_Exercise description_
Pull out every line in the records below that contains the word "window", and copy each such line unchanged.

_Working data_
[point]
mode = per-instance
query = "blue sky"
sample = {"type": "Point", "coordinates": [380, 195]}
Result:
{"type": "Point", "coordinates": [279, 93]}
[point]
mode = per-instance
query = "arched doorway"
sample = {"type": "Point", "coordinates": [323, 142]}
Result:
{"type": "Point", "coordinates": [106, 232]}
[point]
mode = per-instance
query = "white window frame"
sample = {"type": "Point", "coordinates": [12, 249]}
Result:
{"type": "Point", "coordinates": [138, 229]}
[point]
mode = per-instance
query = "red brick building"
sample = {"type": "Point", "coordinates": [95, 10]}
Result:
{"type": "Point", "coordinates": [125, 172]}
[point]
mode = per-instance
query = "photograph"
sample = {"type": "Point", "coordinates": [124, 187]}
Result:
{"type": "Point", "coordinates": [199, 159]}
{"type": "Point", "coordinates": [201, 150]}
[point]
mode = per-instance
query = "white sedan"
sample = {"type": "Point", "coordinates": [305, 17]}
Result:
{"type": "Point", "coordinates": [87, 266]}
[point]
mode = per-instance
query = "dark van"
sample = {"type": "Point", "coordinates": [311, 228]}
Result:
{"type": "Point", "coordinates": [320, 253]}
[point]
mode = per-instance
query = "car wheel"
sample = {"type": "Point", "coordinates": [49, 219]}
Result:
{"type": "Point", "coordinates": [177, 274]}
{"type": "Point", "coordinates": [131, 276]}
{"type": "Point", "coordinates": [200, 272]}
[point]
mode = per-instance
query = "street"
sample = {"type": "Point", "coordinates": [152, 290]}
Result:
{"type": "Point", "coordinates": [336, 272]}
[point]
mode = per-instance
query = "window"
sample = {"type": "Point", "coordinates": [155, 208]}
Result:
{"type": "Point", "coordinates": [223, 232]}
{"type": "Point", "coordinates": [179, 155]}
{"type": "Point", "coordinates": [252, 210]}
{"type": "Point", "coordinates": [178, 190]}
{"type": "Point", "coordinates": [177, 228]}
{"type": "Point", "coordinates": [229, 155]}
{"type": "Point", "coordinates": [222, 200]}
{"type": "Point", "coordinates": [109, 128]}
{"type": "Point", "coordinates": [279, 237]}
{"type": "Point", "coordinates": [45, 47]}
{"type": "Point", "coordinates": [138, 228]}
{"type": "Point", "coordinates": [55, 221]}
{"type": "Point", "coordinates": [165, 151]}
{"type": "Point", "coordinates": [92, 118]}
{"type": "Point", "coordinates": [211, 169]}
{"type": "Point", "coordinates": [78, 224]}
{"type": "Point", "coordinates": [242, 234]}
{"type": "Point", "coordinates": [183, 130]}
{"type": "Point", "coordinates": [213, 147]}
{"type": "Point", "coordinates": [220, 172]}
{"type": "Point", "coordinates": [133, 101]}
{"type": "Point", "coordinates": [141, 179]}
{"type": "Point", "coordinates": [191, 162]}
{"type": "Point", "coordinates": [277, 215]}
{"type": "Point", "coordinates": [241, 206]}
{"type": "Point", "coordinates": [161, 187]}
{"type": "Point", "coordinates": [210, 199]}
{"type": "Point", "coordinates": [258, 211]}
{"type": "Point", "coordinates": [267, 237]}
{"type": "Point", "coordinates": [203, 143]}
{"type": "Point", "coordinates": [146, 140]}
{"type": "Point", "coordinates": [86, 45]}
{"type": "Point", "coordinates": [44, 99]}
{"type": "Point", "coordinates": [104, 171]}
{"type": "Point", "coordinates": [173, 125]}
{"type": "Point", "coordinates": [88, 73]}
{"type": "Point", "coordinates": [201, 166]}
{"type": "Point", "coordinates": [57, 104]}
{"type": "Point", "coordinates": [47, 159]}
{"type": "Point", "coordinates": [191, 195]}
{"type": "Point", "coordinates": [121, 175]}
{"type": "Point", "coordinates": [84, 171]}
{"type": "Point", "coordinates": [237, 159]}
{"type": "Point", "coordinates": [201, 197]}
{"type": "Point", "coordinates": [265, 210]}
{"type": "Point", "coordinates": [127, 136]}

_Expected output_
query = "white window frame"
query = "window"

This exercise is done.